*What is required:* Please, in the data that follows, copy exactly the lines from the line with "Each instance of the green hooded" through the last one, both included. Do not include pictures.

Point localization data

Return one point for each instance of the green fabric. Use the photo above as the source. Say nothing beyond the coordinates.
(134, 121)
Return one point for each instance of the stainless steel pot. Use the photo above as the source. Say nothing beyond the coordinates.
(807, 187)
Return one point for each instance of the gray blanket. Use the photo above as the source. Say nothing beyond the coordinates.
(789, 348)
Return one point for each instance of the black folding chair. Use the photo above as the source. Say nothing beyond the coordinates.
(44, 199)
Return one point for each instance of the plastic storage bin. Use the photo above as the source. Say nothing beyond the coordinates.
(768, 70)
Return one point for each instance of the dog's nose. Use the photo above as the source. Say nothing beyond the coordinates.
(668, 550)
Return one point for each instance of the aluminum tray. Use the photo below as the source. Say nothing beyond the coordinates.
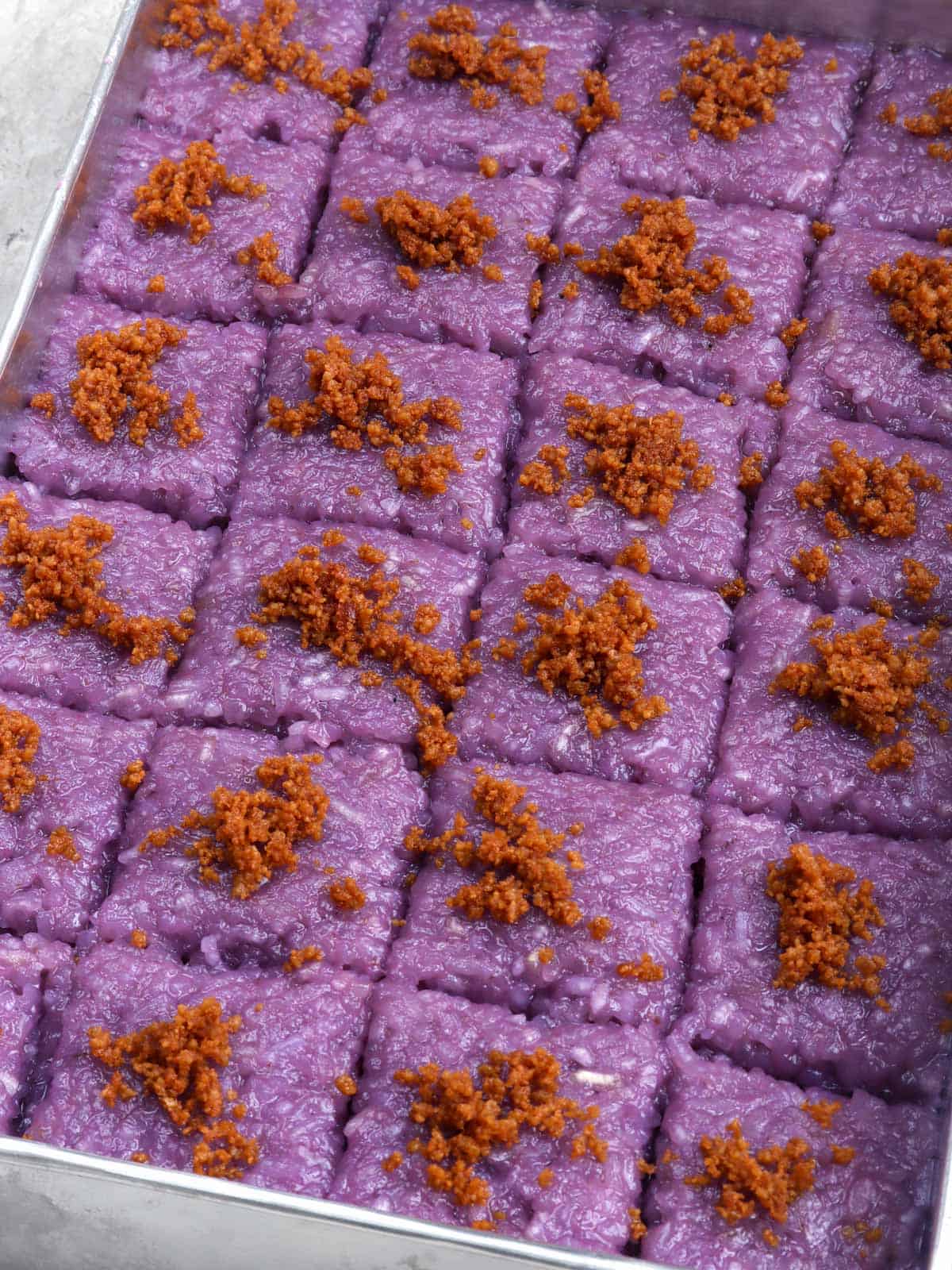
(69, 1210)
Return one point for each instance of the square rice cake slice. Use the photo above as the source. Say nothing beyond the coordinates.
(63, 806)
(854, 361)
(581, 1202)
(890, 179)
(896, 514)
(437, 121)
(790, 163)
(222, 679)
(340, 892)
(647, 488)
(196, 482)
(313, 476)
(296, 1035)
(183, 94)
(766, 254)
(885, 1037)
(786, 755)
(869, 1210)
(152, 567)
(620, 887)
(162, 270)
(352, 275)
(511, 714)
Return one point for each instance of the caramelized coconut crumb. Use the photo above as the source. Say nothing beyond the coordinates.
(730, 92)
(63, 575)
(451, 50)
(588, 651)
(432, 237)
(114, 381)
(175, 192)
(461, 1121)
(363, 403)
(253, 833)
(263, 252)
(919, 290)
(869, 683)
(819, 916)
(651, 266)
(771, 1180)
(517, 857)
(877, 498)
(177, 1064)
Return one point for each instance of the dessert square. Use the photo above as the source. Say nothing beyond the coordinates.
(509, 714)
(225, 681)
(183, 94)
(889, 179)
(168, 273)
(854, 361)
(702, 537)
(892, 497)
(787, 756)
(352, 275)
(311, 478)
(435, 118)
(581, 1203)
(196, 482)
(578, 954)
(869, 1210)
(340, 893)
(35, 982)
(63, 803)
(295, 1037)
(789, 163)
(766, 256)
(812, 1030)
(152, 567)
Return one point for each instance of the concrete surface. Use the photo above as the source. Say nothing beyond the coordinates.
(50, 55)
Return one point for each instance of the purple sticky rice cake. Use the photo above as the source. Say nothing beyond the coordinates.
(638, 846)
(79, 762)
(812, 1034)
(852, 360)
(35, 982)
(866, 565)
(435, 121)
(374, 800)
(352, 275)
(704, 537)
(222, 681)
(765, 252)
(889, 179)
(790, 163)
(309, 476)
(205, 279)
(507, 714)
(820, 774)
(285, 1060)
(183, 95)
(152, 568)
(882, 1193)
(587, 1204)
(220, 365)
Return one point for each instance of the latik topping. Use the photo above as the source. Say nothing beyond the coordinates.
(177, 190)
(177, 1062)
(114, 384)
(254, 833)
(820, 914)
(61, 573)
(651, 267)
(365, 402)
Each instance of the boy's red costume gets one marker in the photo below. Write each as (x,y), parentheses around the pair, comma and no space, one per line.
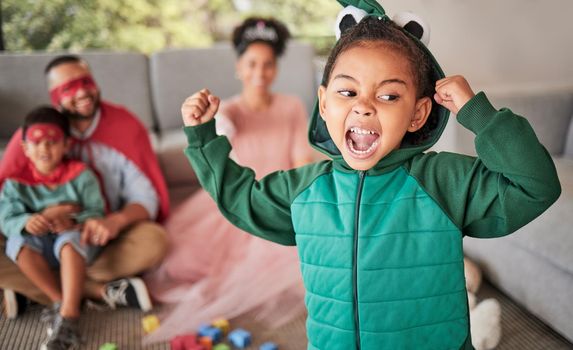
(118,129)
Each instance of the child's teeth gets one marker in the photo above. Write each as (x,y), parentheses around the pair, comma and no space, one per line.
(361,131)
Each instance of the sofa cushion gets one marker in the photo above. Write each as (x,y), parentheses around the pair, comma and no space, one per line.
(569,145)
(174,164)
(122,77)
(550,236)
(549,113)
(176,74)
(535,265)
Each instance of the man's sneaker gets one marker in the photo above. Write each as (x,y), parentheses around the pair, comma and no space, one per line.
(65,334)
(14,304)
(127,292)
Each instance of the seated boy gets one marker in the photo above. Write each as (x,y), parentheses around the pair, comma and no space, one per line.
(38,243)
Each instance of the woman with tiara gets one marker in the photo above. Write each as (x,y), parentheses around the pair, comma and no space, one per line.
(213,269)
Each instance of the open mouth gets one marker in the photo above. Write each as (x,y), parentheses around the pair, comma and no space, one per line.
(362,143)
(84,103)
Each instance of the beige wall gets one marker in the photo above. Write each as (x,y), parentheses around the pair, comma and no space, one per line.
(500,45)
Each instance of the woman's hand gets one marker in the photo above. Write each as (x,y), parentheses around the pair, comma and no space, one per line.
(199,108)
(453,92)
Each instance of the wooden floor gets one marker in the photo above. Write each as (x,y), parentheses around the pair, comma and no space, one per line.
(521,330)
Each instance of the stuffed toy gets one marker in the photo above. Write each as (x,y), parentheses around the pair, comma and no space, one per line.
(485,317)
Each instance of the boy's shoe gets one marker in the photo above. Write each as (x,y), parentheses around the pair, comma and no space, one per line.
(65,334)
(14,304)
(48,316)
(130,292)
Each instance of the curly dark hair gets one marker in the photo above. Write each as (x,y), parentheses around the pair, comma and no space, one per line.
(373,29)
(49,115)
(241,40)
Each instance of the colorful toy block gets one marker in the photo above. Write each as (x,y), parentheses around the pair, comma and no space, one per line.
(269,346)
(206,342)
(221,346)
(184,342)
(222,324)
(240,338)
(150,323)
(212,332)
(108,346)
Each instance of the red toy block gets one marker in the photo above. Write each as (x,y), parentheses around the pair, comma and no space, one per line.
(207,342)
(185,342)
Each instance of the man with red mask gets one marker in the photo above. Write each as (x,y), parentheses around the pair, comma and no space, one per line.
(116,146)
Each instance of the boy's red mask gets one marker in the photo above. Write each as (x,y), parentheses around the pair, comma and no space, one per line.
(44,131)
(70,88)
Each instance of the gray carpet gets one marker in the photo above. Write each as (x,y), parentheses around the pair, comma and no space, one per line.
(521,330)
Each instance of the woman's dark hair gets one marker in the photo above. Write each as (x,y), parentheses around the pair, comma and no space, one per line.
(49,115)
(262,30)
(59,60)
(371,30)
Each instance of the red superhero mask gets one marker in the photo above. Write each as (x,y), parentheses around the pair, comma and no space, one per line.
(70,88)
(44,131)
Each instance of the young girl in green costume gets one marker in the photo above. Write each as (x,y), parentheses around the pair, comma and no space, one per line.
(379,227)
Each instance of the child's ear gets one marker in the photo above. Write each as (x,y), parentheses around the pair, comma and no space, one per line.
(421,114)
(24,145)
(321,100)
(67,144)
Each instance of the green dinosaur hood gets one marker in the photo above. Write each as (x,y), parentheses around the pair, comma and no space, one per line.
(320,138)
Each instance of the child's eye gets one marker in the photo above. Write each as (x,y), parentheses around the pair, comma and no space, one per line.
(389,97)
(347,93)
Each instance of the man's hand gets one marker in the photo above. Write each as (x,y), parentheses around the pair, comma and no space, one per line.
(199,108)
(100,231)
(453,93)
(61,216)
(37,225)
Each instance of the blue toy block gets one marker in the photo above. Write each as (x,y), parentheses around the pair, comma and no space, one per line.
(212,332)
(240,338)
(269,346)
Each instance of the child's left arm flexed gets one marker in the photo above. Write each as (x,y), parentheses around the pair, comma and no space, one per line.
(453,92)
(512,180)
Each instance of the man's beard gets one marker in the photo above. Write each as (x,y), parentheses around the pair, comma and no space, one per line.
(74,116)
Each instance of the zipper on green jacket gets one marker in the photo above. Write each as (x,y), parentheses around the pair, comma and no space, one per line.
(355,257)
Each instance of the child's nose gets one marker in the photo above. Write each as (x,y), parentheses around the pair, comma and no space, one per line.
(363,107)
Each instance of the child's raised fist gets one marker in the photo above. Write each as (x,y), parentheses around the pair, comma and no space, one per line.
(199,108)
(453,92)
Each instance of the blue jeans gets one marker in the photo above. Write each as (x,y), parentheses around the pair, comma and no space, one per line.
(50,246)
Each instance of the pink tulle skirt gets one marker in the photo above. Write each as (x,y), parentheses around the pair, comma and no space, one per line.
(214,269)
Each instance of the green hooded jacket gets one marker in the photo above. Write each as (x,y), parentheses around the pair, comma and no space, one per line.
(381,250)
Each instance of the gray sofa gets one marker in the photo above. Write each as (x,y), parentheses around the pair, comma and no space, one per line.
(153,88)
(534,265)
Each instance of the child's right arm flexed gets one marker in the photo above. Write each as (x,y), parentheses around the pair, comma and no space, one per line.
(262,207)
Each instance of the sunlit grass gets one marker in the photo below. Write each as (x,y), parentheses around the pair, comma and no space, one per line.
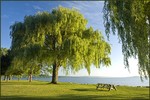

*Response to this exercise:*
Each instance of the green hooded jacket gets one marker in the photo above. Write each as (x,y), parentheses around the pair, comma and no space, one per line.
(381,250)
Each instance of the gray sofa gets one marker in the photo above. Write each as (x,y), parentheses around the pair, comma and no space, one per line.
(153,88)
(534,265)
Each instance of the child's right arm flexed gets one marker in the photo above. Write each as (x,y), parentheses around the pair, comma and no space, one per line.
(262,207)
Each instance of the sunlit grass gets one marker in the photo below. Write each as (x,y), parentheses around the pair, comma and no space, one per line.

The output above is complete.